Some may deplore such accessible repackaging of difficult work, and its popularity certainly won’t help. (Never underestimate the damage that extreme success can do to a book’s artistic reputation.) There is also the wry suspicion that ambitious novelists might have started scanning medical textbooks in search of hindering conditions that haven’t been ticked off yet. (I was about to say that narcolepsy’s free, but Googling reveals that it was done three years ago in a novel by Paul Tremblay called The Little Sleep.) Another danger lurks in hindrance fiction’s flaunting of its good intentions—as if it were the location of a novelist’s heart, rather than their commas that should command applause. (Watching how the reputations of Orwell and Dickens have matured, you’d think it was.)

Perspective is needed, though. There are always fads in fiction. Philip Hensher decried the overuse of the present tense two years ago, and I’m sure free indirect style must have seemed tediously voguish to many readers in the 1920s. Once a little time has passed, however, every fashion gets forgotten, and what matters is who used it well.

Nick Laird admires many of these novels for their dramatic ironies and refreshing ways of seeing. “Yet for all that,” he says, “I think the pleasure is of a different kind to that you get from reading Updike or Bellow or Joyce or Nabokov, when you see a writer employ the full armoury of his resources in order to realise the thing. And I’d also say that there are dangers of sentimentality or tweeness implicit in the enterprise of using the ‘hindered narrator’ device.” Dangers often realised, it must be said, in the thundering insouciance of some child narrators. Although here again, perspective smoothes things. Most writing of all kinds is atrocious, so it should be no surprise that hindrance fiction is often done badly too.

::::

> [What you need to do]:
1 > In the passage on hindrance fiction, copy the stretch from "Nick Laird admires" through "done badly too.", swapping "sentimentality" for "mawkishness".
2 > Continue the passage on hindrance fiction from its final sentence.

> [Saved data entries]:
::::

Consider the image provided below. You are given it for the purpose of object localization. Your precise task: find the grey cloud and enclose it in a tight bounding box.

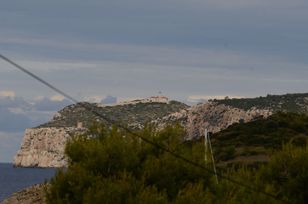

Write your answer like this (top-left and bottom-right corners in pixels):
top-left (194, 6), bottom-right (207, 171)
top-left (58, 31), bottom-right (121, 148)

top-left (0, 108), bottom-right (31, 132)
top-left (33, 97), bottom-right (72, 112)
top-left (101, 95), bottom-right (117, 104)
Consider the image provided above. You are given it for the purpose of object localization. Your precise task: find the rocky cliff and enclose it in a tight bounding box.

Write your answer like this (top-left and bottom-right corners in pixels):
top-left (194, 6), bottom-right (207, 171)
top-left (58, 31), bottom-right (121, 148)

top-left (14, 94), bottom-right (308, 167)
top-left (14, 101), bottom-right (188, 168)
top-left (14, 127), bottom-right (86, 168)
top-left (156, 102), bottom-right (273, 140)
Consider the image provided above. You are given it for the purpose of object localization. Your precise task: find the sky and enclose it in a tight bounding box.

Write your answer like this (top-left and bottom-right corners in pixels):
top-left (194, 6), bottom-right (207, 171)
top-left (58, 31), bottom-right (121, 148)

top-left (0, 0), bottom-right (308, 162)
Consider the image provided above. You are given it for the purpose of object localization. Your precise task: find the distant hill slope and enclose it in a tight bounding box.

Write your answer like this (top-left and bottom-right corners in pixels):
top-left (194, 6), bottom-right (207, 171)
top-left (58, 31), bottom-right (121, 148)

top-left (14, 94), bottom-right (308, 167)
top-left (38, 101), bottom-right (189, 128)
top-left (211, 112), bottom-right (308, 165)
top-left (213, 93), bottom-right (308, 114)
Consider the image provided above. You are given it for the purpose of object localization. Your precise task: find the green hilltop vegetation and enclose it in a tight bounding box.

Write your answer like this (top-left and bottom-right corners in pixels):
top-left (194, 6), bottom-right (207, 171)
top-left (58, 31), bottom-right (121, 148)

top-left (39, 101), bottom-right (188, 128)
top-left (213, 93), bottom-right (308, 114)
top-left (212, 112), bottom-right (308, 165)
top-left (47, 113), bottom-right (308, 204)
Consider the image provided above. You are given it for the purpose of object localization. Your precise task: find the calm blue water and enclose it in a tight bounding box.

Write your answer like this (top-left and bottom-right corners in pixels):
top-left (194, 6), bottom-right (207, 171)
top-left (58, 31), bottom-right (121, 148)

top-left (0, 163), bottom-right (56, 202)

::::

> [List of answers]:
1 >
Nick Laird admires many of these novels for their dramatic ironies and refreshing ways of seeing. “Yet for all that,” he says, “I think the pleasure is of a different kind to that you get from reading Updike or Bellow or Joyce or Nabokov, when you see a writer employ the full armoury of his resources in order to realise the thing. And I’d also say that there are dangers of mawkishness or tweeness implicit in the enterprise of using the ‘hindered narrator’ device.” Dangers often realised, it must be said, in the thundering insouciance of some child narrators. Although here again, perspective smoothes things. Most writing of all kinds is atrocious, so it should be no surprise that hindrance fiction is often done badly too.

2 >
I have an inkling, actually, that it will turn out I’ve been looking at the phenomenon in retrospect. The list of possible limitations and impairments is long, but there is a list. After Jeffrey Eugenides’s Middlesex and Kathleen Winter’s Annabel (told, admittedly, in the third person), the door is surely shut to hermaphrodite narrators for a while.

What’s more, the commercial advantages that have boosted hindered narration may soon become dead weight. The form has a natural tendency to one-hit-wonderism, not because its authors aren’t talented, but because the voice their readers fall in love with isn’t theirs. Endless reinvention is the pleasure and the curse of a writer’s career, but at least third-person storytellers need not always reinvent their style. Anyone could write a paedophile, but only Nabokov could write like Nabokov—a valuable monopoly.

Perhaps there is a route back to reverence for the novelist, but it won’t be easy. Cinema, pop music and television are all rightly taken seriously now—and video games soon will be—so there may be less awe to go around. “There is a longing for these giant images of the genius creator,” Lethem says. “We’ll mourn it very actively, but in fact there’s a lot of intolerance of anyone who comes in and starts acting that way.” A novel from the point of view of a neglected genius? Bitterness is due a golden age.